YOUR OBJECTIVE: All entries must be extracted exactly, with nothing added or dropped.
(DATA TO EXAMINE)
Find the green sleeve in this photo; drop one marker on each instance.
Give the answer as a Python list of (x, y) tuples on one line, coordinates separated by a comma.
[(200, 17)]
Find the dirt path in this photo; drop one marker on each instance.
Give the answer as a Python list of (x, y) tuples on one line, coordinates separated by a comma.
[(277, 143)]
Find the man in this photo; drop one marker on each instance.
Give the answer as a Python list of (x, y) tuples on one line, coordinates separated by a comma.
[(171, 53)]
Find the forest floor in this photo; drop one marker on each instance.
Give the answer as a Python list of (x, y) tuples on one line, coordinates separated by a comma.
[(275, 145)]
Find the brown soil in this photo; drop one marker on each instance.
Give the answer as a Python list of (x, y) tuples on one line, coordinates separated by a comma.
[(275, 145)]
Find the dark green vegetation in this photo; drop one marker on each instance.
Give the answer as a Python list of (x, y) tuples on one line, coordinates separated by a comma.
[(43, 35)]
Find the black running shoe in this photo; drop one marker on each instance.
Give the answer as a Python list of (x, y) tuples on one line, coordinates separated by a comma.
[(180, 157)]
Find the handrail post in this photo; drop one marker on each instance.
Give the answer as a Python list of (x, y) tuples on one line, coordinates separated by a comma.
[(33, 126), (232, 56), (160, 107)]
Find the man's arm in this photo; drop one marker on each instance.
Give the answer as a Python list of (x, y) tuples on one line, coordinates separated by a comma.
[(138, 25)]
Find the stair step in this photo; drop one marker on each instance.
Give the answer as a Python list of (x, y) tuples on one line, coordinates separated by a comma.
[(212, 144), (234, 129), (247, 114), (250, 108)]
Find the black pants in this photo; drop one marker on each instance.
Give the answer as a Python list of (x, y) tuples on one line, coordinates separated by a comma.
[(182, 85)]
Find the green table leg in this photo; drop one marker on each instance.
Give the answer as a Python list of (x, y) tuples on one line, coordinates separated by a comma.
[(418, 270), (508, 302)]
(End DATA TO EXAMINE)
FINISHED TASK:
Find the green sleeve in this photo; drop one marker on each instance.
Give the answer as a Python list of (x, y) tuples on one line, coordinates separated by a comma.
[(200, 17)]
Find the dirt path in this photo; drop one marker on each instance.
Give the answer as a Python list of (x, y) tuples on one line, coordinates separated by a comma.
[(277, 143)]
Find the man in this photo; drop one marker on each instance.
Give the answer as a Python list of (x, y) tuples on one line, coordinates separated by a comma.
[(171, 53)]
Find the forest floor in this photo; drop one marker on each instance.
Give the answer as a Python list of (x, y) tuples on one line, coordinates separated by a comma.
[(275, 145)]
Find the brown soil in this photo; drop one marker on each instance.
Give the answer as a Python list of (x, y) tuples on one line, coordinates separated by a comma.
[(275, 145)]
Find the dark green vegetation in this photo; drop one marker on each instance.
Give the answer as a Python list of (x, y) tuples on one line, coordinates separated by a comma.
[(43, 35)]
Find the black running shoe in this photo; drop one marker on each instance.
Give the answer as a Python list of (x, y) tuples on one line, coordinates separated by a comma.
[(180, 157)]
Find the handrail post in this photo; drop one marker on each instance.
Give the answer as a Python list of (x, y) tuples on one line, coordinates separated by a comma.
[(33, 126), (232, 56), (160, 107)]
Find the man's arm in this photo; drop one marker on each instance.
Give the answer as a Python list of (x, y) tuples on one line, coordinates separated by a comma.
[(138, 25)]
Find the stair step in this photo; drop one marker on each instance.
Give the answer as a Python list of (x, y) tuples on one line, coordinates separated by a comma.
[(212, 144), (234, 129), (247, 114), (250, 108)]
Find the black pants in this photo; drop one marker on each instance.
Give the answer as a Python list of (x, y) tuples on one line, coordinates separated by a comma.
[(182, 85)]
Find the green table leg in this photo; drop one marker on each instance.
Give the answer as a Python list of (x, y) tuples on one line, coordinates separated by a comma.
[(418, 270), (508, 302)]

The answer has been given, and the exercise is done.